#### [What to work on]
Write out, word for word, every line in the data below from the one containing "Where can the narrow" to the one containing "Target: climber on the path", both of them included.

═══ Given data ═══

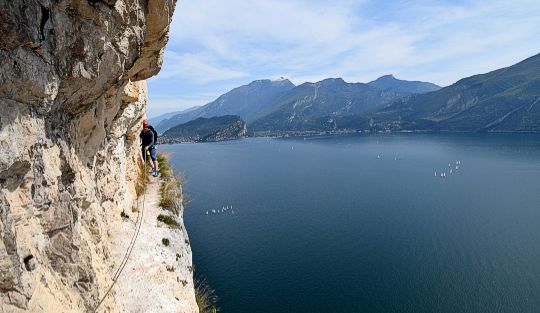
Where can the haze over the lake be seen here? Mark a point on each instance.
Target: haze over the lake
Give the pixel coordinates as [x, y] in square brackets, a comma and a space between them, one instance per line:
[218, 45]
[366, 223]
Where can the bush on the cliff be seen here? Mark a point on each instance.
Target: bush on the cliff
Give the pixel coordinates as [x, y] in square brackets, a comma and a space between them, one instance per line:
[206, 297]
[170, 188]
[142, 179]
[164, 167]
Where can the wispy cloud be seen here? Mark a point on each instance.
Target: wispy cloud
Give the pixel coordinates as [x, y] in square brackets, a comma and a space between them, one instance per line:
[216, 44]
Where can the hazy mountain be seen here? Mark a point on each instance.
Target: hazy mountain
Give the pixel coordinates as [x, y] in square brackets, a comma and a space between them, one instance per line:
[314, 106]
[390, 83]
[156, 120]
[202, 129]
[246, 101]
[507, 99]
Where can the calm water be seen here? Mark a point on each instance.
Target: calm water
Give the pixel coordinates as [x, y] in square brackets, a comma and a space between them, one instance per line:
[325, 225]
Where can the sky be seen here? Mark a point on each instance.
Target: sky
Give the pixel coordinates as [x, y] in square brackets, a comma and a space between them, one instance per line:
[217, 45]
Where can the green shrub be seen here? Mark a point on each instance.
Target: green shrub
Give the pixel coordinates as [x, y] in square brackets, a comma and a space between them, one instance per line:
[142, 179]
[168, 220]
[206, 297]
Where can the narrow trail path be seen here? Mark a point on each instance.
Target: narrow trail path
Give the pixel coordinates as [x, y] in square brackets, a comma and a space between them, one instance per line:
[156, 278]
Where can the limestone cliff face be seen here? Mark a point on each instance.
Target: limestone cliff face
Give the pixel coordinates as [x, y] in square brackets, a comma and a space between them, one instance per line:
[72, 95]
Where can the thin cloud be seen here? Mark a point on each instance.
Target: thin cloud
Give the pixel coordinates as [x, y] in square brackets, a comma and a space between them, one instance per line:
[216, 44]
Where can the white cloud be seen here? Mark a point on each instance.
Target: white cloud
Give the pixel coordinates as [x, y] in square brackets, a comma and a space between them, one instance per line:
[216, 44]
[197, 68]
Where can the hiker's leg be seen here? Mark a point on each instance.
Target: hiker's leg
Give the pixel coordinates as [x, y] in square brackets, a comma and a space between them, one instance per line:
[153, 156]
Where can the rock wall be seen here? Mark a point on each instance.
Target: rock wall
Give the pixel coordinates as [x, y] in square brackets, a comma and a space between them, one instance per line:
[72, 96]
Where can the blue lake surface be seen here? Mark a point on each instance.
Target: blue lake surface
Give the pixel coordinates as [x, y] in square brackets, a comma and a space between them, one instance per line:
[362, 224]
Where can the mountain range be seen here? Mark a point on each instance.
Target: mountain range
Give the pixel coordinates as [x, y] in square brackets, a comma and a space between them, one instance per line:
[507, 99]
[246, 101]
[279, 104]
[203, 129]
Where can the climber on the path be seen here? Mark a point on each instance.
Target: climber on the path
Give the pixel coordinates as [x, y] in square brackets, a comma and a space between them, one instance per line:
[148, 140]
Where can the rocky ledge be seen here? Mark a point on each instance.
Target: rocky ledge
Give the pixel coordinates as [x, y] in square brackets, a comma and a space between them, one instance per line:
[72, 96]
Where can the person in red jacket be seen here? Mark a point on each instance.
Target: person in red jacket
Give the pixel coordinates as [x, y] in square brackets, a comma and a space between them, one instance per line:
[148, 141]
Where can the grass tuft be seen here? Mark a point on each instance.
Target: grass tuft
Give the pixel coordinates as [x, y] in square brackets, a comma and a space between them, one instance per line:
[170, 188]
[142, 180]
[168, 220]
[165, 242]
[206, 297]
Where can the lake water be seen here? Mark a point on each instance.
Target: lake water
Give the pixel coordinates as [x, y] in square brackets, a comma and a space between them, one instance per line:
[362, 224]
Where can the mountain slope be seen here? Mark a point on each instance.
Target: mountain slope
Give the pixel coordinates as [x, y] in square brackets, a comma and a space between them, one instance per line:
[245, 101]
[203, 129]
[503, 100]
[389, 82]
[314, 106]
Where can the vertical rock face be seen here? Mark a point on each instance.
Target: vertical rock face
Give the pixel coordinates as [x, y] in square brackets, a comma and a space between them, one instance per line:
[72, 95]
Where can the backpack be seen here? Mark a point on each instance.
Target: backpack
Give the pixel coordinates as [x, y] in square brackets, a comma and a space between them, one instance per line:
[155, 134]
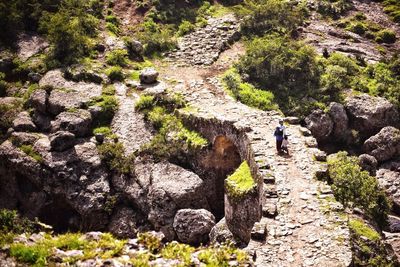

═══

#### [Output]
Where can the narrow trail path be seen here? Mark a point on each instance.
Target: narrow trail path
Give the pixel coordinates as [x, y] in square brackets, a comma and a space between them, one instance per line:
[156, 278]
Where can the limestone cliff face be seen here? Mark a point on each instance.
Target: limestone cliff face
Give the pixel coordinates as [x, y] in square brackets, a comma and a space between them, one instance per line:
[72, 95]
Where can the thin cloud be seen here? Mark a point on each instance.
Target: thin cloud
Give the pixel coordinates as [x, y] in square brackets, a comma and a space between them, one instance per line:
[216, 44]
Where can the white cloud be seen here? Mark a point on each instance.
Target: white cloud
Give the pixel coordinates as [x, y] in square brackets, a comma and a space between them, one instance per line:
[216, 44]
[197, 68]
Where can the hiker's leg be seen here? Mark a point on each instance.
Target: hiker's leg
Give the pixel coordinates as [x, y] in square brackets, a comma and a space between them, one instance per line:
[153, 156]
Where can the rock wall be seen here? Mark a point on each instance.
Target: rock wall
Give the pixel coordinates as [x, y] in square brackets, a comma and a space between them, one instance per line:
[72, 96]
Where can the blue lake surface be seen here? Mark a point on each instance.
Target: blue lake surface
Give the pixel coordinates as [x, y] in square brackets, a comma and a space between them, one instance per line:
[362, 224]
Where can the mountain range be seen here? Mark a point on each instance.
Target: mountain range
Give the pixel coordinates as [x, y] in square brackets, a comma and a space between them, one instance per line:
[507, 99]
[246, 101]
[279, 104]
[203, 129]
Where can the climber on the path be seen here? Mark a point on each instance.
Target: climber on the path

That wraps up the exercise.